- Brilliant
- beginner
- Paid
Computer Science Fundamentals
A solid classical computing foundation makes quantum computing significantly more approachable. Quantum circuits are built from gates, just like classical logic circuits. Quantum programming frameworks like Qiskit and Cirq are software libraries used from Python. The no-cloning theorem, quantum measurement, and quantum error correction all have sharper meaning when you understand their classical counterparts.
This course covers the computational models, logic, and programming concepts that bridge into quantum programming and quantum circuit design.
What you’ll learn
- How computers represent information: bits, bytes, binary arithmetic, and encoding
- Boolean logic: AND, OR, NOT, XOR, and NAND as the elementary operations of computation
- Truth tables: exhaustively specifying the behaviour of Boolean functions
- Logic gates and circuits: composing gates to build adders, comparators, and memory
- How a classical processor works: instructions, registers, memory, and the fetch-execute cycle at a conceptual level
- The Turing machine: the theoretical model that defines what is computable
- Computability and halting: problems that no computer can ever solve, regardless of speed
- Data structures: arrays, linked lists, stacks, queues, and trees - what each is for
- Programming fundamentals: variables, assignments, conditionals, loops, and functions
- How these classical concepts map to quantum computing: gates, circuits, and reversibility
Course structure
The course is a bottom-up learning path aimed at complete beginners. You start with how computers store and manipulate information at the bit level. Binary arithmetic and logic operations are introduced through puzzles before formal definitions.

> [Problems to solve]:
(A) Update the computer science course description by writing out everything from "- Brilliant" down to "quantum circuit design.", with "Python" swapped for "Julia".
(B) Answer these questions about the computer science course description:
(i) Which two quantum programming frameworks does it name?
(ii) Which theoretical model does it say defines what is computable?
(iii) How are binary arithmetic and logic operations introduced before formal definitions?
(C) Continue the computer science course description, picking up after its final sentence.
The rows that come next have nothing to do with this.

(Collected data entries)
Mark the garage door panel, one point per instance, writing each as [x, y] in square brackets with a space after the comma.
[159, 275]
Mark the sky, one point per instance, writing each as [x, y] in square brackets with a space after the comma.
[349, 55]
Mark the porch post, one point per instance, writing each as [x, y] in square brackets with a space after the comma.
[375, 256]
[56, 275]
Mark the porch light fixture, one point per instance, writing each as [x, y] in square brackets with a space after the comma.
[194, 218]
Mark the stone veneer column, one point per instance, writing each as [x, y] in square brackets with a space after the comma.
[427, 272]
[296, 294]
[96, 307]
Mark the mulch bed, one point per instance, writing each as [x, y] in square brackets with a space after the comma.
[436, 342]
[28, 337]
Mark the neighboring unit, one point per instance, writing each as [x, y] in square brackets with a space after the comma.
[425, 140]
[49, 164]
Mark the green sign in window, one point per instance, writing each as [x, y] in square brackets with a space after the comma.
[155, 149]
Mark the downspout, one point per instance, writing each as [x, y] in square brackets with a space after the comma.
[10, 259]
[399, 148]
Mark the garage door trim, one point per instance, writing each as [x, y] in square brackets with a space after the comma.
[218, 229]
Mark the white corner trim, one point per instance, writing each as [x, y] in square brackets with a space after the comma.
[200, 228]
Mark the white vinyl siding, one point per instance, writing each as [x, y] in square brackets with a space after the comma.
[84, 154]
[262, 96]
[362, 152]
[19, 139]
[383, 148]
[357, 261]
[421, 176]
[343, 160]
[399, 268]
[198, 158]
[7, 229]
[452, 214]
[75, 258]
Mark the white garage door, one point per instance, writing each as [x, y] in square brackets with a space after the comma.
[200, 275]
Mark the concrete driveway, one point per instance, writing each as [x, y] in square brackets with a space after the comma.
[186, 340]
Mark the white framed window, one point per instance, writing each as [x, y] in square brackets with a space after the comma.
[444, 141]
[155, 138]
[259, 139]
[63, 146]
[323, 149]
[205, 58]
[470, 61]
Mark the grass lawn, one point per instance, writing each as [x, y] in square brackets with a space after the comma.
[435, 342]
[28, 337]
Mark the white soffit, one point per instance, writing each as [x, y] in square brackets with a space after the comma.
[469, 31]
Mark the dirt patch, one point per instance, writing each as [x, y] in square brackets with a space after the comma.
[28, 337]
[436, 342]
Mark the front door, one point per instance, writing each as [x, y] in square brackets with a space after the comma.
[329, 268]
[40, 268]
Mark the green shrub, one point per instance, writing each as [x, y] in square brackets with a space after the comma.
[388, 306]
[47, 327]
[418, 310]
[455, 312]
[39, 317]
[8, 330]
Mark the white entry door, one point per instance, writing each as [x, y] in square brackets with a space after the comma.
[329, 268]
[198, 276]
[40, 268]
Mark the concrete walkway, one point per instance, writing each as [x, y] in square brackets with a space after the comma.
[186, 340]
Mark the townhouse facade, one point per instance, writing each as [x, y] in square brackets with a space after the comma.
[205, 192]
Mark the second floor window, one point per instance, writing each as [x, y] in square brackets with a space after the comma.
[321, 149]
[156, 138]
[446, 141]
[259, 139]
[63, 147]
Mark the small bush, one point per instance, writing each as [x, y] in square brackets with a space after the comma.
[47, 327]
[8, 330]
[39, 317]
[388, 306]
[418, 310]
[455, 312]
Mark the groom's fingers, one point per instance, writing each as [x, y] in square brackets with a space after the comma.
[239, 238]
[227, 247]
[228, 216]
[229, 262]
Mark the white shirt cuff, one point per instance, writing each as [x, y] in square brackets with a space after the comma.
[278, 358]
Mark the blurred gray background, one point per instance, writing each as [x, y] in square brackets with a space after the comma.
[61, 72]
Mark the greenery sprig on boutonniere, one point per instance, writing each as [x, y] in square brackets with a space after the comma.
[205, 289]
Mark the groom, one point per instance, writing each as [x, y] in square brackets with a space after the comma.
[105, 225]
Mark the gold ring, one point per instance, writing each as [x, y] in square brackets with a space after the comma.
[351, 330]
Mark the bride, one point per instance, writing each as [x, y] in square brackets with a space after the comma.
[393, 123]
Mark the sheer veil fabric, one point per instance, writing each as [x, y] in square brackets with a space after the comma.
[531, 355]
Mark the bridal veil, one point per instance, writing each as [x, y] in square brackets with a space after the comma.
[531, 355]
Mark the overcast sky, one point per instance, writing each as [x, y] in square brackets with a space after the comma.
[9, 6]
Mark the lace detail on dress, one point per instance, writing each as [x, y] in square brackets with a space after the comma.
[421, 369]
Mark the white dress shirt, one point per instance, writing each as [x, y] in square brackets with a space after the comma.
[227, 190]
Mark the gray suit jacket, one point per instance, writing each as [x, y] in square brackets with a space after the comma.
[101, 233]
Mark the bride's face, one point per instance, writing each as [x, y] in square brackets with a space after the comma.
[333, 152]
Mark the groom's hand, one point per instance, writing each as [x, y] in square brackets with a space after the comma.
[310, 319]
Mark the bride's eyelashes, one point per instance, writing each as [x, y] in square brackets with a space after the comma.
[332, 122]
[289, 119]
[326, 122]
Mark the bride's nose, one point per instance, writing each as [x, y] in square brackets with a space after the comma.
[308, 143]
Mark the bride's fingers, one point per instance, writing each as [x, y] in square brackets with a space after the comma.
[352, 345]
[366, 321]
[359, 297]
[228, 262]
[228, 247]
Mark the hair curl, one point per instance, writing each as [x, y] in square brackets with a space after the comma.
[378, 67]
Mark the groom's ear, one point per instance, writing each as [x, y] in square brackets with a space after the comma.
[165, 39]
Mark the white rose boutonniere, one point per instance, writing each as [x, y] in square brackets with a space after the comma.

> [Numbered answers]:
(A)
- Brilliant
- beginner
- Paid
Computer Science Fundamentals
A solid classical computing foundation makes quantum computing significantly more approachable. Quantum circuits are built from gates, just like classical logic circuits. Quantum programming frameworks like Qiskit and Cirq are software libraries used from Julia. The no-cloning theorem, quantum measurement, and quantum error correction all have sharper meaning when you understand their classical counterparts.
This course covers the computational models, logic, and programming concepts that bridge into quantum programming and quantum circuit design.

(B)
(i) Qiskit and Cirq
(ii) The Turing machine
(iii) Through puzzles

(C)
Logic gates and circuits come next: you build simple circuits by connecting gate symbols and observe their truth table outputs. The transition from single gates to composed circuits (building an adder from AND, OR, and XOR gates) makes the connection between logic and computation concrete.
The Turing machine section introduces computability theory at a conceptual level - why certain problems have no algorithmic solution. Data structures are covered with animated walkthroughs showing how elements are added and removed. Programming concepts are taught as the ideas behind code, not in any specific language.
The final sections draw connections to quantum computing: why quantum gates must be reversible (classical AND is not), what a quantum circuit shares with a classical circuit, and what makes quantum programming different.
Who is this for?
- Non-CS professionals entering the quantum computing field who need foundational literacy
- Scientists or engineers with domain expertise who want to understand quantum programming
- Liberal arts or social science graduates curious about how computation works
- Anyone who finds quantum circuit diagrams confusing because classical circuit logic is unfamiliar
- Students preparing to take quantum programming courses who want strong CS foundations
Prerequisites
No programming experience is required. No computer science background is assumed. Basic secondary school mathematics - arithmetic, fractions, some algebra - is sufficient. Comfort with following logical steps is more important than any specific prior knowledge. This is genuinely designed as a starting point.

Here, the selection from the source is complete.